SHORT EXERCISE:
Rewrite the lines from the line with "Guideline: for every instance of the sandy" to the line with "Target: thistle plant", substituting "central point" for each "innermost point" and leaving everything else unchanged.

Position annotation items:
○ ○ ○
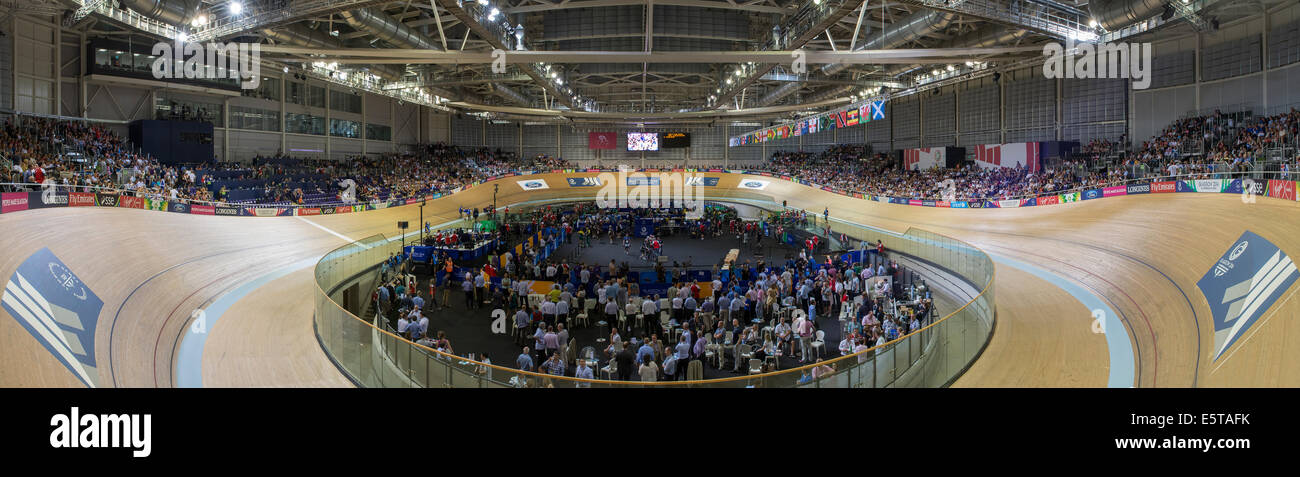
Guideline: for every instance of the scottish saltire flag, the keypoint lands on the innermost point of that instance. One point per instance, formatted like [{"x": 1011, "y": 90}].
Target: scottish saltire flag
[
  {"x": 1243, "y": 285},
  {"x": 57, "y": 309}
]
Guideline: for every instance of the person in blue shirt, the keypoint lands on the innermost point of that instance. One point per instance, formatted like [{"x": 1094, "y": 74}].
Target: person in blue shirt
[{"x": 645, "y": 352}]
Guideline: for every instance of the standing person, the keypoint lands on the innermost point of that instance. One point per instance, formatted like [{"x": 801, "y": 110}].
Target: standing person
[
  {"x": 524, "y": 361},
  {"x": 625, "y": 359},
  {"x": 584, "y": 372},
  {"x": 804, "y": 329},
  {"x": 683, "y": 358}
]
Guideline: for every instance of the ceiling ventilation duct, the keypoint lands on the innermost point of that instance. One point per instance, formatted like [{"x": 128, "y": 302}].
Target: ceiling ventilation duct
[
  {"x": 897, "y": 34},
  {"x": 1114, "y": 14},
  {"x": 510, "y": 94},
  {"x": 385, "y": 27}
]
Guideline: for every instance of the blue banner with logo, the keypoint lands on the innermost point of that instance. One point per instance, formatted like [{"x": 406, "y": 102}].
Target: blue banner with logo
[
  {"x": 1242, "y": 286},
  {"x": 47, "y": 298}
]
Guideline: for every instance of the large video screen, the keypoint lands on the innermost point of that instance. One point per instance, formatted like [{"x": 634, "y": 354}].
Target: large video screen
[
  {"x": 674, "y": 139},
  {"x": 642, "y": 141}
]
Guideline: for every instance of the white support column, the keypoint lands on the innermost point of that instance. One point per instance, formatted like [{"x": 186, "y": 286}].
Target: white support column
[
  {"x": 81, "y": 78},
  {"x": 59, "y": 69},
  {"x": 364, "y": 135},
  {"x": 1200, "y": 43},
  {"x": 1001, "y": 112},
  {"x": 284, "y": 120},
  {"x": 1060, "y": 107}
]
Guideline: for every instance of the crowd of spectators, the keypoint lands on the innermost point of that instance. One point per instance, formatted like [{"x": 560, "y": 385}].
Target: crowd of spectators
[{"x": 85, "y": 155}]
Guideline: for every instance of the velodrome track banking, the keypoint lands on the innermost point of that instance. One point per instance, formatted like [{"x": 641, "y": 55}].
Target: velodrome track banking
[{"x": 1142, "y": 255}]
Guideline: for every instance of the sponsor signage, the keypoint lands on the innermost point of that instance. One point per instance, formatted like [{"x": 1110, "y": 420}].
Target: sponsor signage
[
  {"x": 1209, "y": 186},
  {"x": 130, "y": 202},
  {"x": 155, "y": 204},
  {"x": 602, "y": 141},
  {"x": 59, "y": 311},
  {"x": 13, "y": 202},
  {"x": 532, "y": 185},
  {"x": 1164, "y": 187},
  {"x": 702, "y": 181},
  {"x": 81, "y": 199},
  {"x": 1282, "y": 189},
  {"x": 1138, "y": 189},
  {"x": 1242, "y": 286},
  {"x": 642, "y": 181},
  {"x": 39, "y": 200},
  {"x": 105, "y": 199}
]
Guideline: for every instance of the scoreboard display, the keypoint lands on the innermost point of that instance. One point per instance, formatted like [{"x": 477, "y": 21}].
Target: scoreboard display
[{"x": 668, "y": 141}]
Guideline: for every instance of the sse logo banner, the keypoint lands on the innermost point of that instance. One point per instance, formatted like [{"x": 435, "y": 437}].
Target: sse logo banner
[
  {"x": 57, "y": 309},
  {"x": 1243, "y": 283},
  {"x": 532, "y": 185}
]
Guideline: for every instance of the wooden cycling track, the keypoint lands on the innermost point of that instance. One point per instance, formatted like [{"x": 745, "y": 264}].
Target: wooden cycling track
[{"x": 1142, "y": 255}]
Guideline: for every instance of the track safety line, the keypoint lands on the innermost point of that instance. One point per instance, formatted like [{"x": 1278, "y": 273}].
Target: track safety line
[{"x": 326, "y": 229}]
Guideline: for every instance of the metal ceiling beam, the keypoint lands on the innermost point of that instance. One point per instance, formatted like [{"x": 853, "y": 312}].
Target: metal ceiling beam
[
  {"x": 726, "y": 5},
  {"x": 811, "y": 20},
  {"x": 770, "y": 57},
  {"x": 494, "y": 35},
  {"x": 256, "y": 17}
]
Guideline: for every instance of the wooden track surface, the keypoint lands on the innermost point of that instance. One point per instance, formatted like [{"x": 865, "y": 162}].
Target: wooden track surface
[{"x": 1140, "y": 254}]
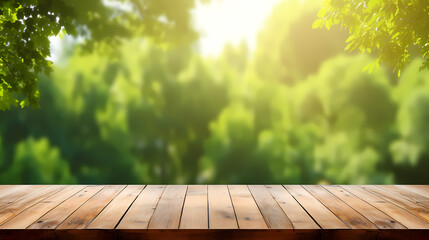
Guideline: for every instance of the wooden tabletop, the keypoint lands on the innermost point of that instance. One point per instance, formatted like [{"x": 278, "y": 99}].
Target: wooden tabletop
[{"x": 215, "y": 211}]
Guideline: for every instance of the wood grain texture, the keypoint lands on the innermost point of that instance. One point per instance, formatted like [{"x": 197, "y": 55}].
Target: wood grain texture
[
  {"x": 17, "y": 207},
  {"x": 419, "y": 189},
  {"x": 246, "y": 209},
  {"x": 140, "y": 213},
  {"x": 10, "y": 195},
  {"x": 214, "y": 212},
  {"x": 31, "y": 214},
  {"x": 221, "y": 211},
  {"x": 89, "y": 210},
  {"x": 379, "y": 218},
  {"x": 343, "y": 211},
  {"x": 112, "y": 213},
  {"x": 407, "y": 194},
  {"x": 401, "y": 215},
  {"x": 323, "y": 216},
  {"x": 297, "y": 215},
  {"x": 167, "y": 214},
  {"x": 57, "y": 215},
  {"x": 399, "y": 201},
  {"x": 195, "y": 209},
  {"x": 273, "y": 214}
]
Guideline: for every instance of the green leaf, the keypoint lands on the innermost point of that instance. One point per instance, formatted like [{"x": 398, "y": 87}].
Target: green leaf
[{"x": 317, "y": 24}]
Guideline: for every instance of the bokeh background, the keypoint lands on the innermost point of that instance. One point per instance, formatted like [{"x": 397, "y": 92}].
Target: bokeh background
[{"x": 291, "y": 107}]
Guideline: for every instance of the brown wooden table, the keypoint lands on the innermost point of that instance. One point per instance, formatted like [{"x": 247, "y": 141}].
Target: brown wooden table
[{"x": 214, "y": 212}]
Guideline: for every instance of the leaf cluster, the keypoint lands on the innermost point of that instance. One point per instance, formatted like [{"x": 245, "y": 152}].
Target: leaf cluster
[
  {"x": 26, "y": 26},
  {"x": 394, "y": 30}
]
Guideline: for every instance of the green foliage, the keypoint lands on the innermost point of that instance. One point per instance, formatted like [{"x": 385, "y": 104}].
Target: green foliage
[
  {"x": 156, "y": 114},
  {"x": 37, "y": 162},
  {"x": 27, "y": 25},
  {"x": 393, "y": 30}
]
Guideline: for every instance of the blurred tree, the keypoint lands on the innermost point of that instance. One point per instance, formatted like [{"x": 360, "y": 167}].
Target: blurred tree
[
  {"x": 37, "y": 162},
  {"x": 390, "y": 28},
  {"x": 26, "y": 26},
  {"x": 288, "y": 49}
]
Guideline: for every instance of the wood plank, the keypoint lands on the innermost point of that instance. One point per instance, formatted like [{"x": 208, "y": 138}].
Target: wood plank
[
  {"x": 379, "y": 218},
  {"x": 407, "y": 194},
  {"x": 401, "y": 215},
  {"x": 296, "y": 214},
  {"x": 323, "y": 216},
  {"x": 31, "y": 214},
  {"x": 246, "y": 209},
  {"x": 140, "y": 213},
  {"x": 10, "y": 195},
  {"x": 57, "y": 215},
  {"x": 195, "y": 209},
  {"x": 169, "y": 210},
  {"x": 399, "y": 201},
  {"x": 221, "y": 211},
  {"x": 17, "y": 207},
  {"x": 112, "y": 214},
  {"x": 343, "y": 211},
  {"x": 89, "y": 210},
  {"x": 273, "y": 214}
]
○ ○ ○
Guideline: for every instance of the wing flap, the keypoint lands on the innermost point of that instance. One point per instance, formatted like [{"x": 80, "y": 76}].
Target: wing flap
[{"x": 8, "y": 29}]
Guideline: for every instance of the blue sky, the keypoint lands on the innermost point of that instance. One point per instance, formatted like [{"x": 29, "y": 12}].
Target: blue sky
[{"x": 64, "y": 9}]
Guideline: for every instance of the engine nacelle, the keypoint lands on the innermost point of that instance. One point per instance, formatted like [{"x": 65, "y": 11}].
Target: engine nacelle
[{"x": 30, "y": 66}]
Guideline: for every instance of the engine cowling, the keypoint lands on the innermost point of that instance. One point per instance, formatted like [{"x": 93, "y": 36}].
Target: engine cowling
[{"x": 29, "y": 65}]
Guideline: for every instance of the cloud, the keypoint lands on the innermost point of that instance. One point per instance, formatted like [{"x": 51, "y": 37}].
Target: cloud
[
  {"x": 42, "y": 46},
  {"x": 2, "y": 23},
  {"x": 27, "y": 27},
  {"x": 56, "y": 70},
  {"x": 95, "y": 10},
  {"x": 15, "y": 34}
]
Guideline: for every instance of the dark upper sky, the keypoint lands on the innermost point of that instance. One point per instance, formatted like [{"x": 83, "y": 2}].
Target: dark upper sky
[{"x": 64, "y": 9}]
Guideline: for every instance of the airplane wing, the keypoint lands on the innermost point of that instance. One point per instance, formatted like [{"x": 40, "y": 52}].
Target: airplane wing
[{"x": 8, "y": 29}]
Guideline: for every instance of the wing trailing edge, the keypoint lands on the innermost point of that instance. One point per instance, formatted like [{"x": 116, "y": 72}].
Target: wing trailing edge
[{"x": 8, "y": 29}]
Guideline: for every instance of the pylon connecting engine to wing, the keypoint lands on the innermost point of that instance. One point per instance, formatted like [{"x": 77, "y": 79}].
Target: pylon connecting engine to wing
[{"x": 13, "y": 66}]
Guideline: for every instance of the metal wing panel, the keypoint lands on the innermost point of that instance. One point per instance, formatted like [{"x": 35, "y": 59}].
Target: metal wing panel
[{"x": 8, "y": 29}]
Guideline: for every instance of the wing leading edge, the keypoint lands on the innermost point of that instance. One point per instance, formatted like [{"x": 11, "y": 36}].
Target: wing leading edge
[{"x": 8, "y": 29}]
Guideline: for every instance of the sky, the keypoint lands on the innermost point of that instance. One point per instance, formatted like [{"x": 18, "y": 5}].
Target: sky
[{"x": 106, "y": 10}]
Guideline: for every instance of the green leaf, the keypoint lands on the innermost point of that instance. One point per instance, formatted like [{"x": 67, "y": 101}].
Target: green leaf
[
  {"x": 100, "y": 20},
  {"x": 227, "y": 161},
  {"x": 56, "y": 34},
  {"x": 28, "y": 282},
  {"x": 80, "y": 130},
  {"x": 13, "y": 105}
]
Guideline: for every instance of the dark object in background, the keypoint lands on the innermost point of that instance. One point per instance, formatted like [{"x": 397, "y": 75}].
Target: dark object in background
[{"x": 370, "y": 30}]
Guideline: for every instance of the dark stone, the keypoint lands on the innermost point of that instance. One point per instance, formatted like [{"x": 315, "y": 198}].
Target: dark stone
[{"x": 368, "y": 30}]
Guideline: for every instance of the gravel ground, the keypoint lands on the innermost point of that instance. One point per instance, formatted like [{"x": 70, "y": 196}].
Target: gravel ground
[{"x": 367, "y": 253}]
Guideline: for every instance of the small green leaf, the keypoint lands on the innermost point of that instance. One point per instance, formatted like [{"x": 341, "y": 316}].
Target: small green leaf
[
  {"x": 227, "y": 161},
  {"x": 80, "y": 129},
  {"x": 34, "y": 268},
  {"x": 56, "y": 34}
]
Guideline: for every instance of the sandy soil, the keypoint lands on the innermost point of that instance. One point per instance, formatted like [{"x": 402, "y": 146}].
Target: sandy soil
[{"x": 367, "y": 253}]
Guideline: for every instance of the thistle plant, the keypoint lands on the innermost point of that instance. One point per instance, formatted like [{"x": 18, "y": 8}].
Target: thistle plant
○ ○ ○
WORKED SOLUTION:
Guideline: for every instance of the sandy soil, the keypoint lands on the central point of that instance. One point per instance, formatted like [{"x": 402, "y": 146}].
Target: sandy soil
[{"x": 367, "y": 253}]
Guideline: for every instance of the thistle plant, the keypoint lands on the central point of that instance. One point per instance, formatted like [{"x": 18, "y": 8}].
Target: thistle plant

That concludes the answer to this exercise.